Aim A:
Copy the comment thread about the voter registration mailing in full, word for word.

Passage provided:

= = =

I think anyone would have to agree that a 6.5 percent response to a direct mailing is a fantastic response. Usually those things are considered successful if they get a couple of percent response.

Congrats to the State for stepping up in a timely fashion to correct this injustice.
 
2013-01-03 09:39:02 AM  
It costs only $9 to create a Democratic voter

I mean, if you're gonna do this, do it right.
 
2013-01-03 09:40:05 AM  
Well, that's clearly not a trolling headline, no siree.
 
2013-01-03 09:49:49 AM  
6.5% return?

Most businesses would be happy to see that on bulk advertising mailers.
 
2013-01-03 10:15:11 AM  
4.bp.blogspot.com

Wishes he could get a 6.5% response rate.
 
2013-01-03 10:17:56 AM  
 As long as you can opt to register to vote when getting an driver's license or ID, I don't see the problem with offering an easy way to register attached to any other govt. service. I mean, I know why some of you idiots object to it, but remember there are plenty of food-stamp users in trailer parks that vote Republican for some reason. That should calm you down a bit. Just keep dishing out the Jesus and the Stars and Bars and it shouldn't impact you much.
 
2013-01-03 10:24:25 AM  
What did the private sector wind up spending last election, like $2 bil to $6 depending where you look?  About 120 mil voted.  I'd say they did pretty good here.

//We should just let them bid against each other at this point, that is basically what they are doing anyways.

= = =

Aim B:
From the records below, repeat word for word the part that opens with the line containing "the white vanilla" and closes with the line containing "column 884, row 211", including both of those lines.

= = =

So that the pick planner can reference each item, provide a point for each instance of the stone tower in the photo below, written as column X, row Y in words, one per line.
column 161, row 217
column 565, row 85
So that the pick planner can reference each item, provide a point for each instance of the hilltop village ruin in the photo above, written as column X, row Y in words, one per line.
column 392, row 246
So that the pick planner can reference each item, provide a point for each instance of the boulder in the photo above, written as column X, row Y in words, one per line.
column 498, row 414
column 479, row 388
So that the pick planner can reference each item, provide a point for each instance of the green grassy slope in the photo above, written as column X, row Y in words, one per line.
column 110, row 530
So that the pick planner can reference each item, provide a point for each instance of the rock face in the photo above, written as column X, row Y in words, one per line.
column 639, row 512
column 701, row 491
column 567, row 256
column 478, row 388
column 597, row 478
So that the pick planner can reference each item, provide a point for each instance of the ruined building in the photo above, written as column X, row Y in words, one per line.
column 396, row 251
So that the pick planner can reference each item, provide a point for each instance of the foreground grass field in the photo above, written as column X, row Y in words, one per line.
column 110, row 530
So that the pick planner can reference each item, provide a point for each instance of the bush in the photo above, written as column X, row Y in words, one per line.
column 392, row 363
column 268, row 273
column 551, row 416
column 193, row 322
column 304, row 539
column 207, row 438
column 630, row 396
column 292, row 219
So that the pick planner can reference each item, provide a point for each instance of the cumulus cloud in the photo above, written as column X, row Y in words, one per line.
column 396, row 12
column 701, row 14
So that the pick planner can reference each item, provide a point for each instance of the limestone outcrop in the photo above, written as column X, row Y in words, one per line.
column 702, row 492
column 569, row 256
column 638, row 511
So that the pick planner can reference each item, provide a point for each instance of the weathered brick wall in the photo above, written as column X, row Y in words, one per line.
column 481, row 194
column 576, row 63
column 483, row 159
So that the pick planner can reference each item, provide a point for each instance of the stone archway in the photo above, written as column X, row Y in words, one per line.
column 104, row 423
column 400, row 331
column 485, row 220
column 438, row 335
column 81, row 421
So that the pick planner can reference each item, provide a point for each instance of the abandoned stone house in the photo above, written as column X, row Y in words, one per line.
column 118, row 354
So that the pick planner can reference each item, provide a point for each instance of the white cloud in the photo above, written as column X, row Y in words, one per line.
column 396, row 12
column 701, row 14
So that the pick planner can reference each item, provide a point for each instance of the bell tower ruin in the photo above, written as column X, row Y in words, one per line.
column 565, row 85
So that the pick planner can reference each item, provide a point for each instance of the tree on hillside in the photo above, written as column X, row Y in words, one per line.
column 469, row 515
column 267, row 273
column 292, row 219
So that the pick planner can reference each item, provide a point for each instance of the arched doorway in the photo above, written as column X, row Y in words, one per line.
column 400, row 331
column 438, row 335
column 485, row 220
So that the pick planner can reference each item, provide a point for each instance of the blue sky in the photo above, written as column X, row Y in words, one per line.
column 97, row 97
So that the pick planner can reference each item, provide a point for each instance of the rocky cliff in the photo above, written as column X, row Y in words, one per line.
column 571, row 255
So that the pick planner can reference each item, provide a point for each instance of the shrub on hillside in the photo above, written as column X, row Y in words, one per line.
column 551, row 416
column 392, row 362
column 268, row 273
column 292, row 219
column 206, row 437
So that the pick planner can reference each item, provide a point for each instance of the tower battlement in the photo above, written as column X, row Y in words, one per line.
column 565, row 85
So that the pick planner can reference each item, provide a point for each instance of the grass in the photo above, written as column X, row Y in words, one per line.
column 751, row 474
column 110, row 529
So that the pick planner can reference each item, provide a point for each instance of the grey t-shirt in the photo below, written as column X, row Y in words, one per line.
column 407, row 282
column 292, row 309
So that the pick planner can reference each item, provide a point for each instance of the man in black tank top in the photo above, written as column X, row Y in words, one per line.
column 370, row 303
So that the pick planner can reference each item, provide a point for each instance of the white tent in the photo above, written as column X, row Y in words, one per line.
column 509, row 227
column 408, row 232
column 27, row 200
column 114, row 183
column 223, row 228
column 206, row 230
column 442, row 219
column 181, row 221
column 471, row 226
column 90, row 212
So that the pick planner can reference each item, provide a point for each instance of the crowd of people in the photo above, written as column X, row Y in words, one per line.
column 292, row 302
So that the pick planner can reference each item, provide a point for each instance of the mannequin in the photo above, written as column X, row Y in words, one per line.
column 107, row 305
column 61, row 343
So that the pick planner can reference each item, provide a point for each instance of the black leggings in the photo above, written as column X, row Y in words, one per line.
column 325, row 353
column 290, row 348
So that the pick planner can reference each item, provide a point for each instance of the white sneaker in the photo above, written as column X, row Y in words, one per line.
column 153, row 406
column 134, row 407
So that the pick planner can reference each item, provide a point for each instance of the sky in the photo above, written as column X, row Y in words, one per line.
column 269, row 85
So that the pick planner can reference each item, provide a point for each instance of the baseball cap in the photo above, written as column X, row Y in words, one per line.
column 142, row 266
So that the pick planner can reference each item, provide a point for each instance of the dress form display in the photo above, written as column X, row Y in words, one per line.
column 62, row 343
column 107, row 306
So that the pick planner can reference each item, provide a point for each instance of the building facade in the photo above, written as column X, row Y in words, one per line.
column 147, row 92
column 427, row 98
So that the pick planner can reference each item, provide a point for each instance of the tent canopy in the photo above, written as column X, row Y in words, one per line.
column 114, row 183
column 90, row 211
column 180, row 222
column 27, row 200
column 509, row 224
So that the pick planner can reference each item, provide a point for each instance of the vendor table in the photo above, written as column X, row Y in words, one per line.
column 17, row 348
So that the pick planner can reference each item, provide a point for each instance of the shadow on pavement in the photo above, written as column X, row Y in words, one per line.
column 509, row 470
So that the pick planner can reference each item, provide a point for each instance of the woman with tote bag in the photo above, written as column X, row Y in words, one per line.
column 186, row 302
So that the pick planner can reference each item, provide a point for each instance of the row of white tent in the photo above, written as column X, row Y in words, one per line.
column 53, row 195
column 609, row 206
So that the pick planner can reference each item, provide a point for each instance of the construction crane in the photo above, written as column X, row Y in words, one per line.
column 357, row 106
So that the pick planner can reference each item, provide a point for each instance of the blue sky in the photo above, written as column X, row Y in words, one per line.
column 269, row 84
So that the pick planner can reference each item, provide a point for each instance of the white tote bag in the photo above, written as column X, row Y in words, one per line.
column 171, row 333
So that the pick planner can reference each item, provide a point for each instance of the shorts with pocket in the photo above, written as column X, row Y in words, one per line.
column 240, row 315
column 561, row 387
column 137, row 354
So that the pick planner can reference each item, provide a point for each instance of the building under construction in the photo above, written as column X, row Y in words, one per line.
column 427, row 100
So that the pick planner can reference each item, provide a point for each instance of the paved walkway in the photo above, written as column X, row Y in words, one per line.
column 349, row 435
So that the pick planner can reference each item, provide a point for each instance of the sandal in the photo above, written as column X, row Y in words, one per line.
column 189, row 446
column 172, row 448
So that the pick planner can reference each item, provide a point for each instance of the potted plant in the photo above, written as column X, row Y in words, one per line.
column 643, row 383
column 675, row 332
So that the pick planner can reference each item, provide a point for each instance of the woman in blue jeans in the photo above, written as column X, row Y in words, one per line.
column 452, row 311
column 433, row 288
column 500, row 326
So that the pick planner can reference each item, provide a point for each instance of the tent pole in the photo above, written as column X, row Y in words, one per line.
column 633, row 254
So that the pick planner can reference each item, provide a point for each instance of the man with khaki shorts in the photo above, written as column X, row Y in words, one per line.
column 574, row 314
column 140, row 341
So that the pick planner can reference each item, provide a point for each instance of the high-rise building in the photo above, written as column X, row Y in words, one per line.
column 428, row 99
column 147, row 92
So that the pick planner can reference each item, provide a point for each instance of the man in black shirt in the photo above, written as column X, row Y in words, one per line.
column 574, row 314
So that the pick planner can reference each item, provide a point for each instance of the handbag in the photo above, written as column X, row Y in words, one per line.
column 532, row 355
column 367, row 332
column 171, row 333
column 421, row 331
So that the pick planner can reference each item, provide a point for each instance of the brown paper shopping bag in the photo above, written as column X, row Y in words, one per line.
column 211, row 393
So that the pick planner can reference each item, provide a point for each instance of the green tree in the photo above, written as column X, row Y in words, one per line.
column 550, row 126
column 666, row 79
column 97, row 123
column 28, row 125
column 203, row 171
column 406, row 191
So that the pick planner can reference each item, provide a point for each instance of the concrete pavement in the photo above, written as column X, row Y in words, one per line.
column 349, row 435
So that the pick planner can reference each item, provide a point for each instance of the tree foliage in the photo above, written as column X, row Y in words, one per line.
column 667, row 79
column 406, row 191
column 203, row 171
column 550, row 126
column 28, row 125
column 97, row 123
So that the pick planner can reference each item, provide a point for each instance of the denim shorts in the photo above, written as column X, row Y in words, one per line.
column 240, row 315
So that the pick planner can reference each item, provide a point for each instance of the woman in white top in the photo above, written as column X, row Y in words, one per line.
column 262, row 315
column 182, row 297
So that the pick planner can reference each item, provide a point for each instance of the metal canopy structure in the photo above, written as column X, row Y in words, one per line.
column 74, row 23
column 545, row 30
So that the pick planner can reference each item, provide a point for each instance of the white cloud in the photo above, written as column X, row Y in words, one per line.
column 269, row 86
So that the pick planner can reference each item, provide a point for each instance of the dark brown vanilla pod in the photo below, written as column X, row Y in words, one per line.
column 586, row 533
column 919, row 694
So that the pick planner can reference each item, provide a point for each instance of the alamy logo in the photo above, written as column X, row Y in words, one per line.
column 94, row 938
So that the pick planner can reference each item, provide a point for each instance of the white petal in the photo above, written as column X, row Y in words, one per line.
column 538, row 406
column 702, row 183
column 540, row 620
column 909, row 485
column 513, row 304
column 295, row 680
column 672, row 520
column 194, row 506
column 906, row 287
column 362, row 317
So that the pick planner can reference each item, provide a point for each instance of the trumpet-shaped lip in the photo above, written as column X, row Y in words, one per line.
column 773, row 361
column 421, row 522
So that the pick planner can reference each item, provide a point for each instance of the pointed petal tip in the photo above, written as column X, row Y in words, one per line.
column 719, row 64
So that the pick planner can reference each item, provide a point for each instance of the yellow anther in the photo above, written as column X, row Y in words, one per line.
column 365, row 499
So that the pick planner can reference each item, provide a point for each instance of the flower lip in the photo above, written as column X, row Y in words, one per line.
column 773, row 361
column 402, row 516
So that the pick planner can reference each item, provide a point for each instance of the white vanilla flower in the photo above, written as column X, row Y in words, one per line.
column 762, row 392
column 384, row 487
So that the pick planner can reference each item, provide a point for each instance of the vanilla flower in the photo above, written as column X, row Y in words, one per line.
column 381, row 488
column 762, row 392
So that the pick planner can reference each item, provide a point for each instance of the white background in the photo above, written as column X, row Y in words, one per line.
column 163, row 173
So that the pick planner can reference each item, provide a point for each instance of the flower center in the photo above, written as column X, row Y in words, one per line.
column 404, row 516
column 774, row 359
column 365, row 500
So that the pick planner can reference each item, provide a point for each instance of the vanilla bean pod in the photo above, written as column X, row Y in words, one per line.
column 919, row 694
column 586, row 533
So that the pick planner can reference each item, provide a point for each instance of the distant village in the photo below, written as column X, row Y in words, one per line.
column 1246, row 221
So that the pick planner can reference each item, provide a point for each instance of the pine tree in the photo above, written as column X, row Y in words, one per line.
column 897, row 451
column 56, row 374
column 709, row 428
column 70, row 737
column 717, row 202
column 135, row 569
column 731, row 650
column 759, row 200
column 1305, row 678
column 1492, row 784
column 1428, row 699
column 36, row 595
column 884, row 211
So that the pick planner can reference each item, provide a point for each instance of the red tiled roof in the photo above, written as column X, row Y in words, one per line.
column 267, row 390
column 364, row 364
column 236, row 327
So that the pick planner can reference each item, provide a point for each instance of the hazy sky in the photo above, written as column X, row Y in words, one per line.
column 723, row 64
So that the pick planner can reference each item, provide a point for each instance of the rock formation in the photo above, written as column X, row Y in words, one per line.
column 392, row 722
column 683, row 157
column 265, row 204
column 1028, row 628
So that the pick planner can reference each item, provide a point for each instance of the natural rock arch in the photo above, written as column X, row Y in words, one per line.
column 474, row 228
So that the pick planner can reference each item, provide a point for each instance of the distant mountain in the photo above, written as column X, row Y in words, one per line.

= = =

Exercise answer A:
I think anyone would have to agree that a 6.5 percent response to a direct mailing is a fantastic response. Usually those things are considered successful if they get a couple of percent response.

Congrats to the State for stepping up in a timely fashion to correct this injustice.
 
2013-01-03 09:39:02 AM  
It costs only $9 to create a Democratic voter

I mean, if you're gonna do this, do it right.
 
2013-01-03 09:40:05 AM  
Well, that's clearly not a trolling headline, no siree.
 
2013-01-03 09:49:49 AM  
6.5% return?

Most businesses would be happy to see that on bulk advertising mailers.
 
2013-01-03 10:15:11 AM  
4.bp.blogspot.com

Wishes he could get a 6.5% response rate.
 
2013-01-03 10:17:56 AM  
 As long as you can opt to register to vote when getting an driver's license or ID, I don't see the problem with offering an easy way to register attached to any other govt. service. I mean, I know why some of you idiots object to it, but remember there are plenty of food-stamp users in trailer parks that vote Republican for some reason. That should calm you down a bit. Just keep dishing out the Jesus and the Stars and Bars and it shouldn't impact you much.
 
2013-01-03 10:24:25 AM  
What did the private sector wind up spending last election, like $2 bil to $6 depending where you look?  About 120 mil voted.  I'd say they did pretty good here.

//We should just let them bid against each other at this point, that is basically what they are doing anyways.

Exercise answer B:
So that the pick planner can reference each item, provide a point for each instance of the white vanilla flower in the photo above, written as column X, row Y in words, one per line.
column 762, row 392
column 384, row 487
So that the pick planner can reference each item, provide a point for each instance of the vanilla flower in the photo above, written as column X, row Y in words, one per line.
column 381, row 488
column 762, row 392
So that the pick planner can reference each item, provide a point for each instance of the white background in the photo above, written as column X, row Y in words, one per line.
column 163, row 173
So that the pick planner can reference each item, provide a point for each instance of the flower center in the photo above, written as column X, row Y in words, one per line.
column 404, row 516
column 774, row 359
column 365, row 500
So that the pick planner can reference each item, provide a point for each instance of the vanilla bean pod in the photo above, written as column X, row Y in words, one per line.
column 919, row 694
column 586, row 533
So that the pick planner can reference each item, provide a point for each instance of the distant village in the photo below, written as column X, row Y in words, one per line.
column 1246, row 221
So that the pick planner can reference each item, provide a point for each instance of the pine tree in the photo above, written as column X, row Y in words, one per line.
column 897, row 451
column 56, row 374
column 709, row 428
column 70, row 737
column 717, row 202
column 135, row 569
column 731, row 650
column 759, row 200
column 1305, row 678
column 1492, row 784
column 1428, row 699
column 36, row 595
column 884, row 211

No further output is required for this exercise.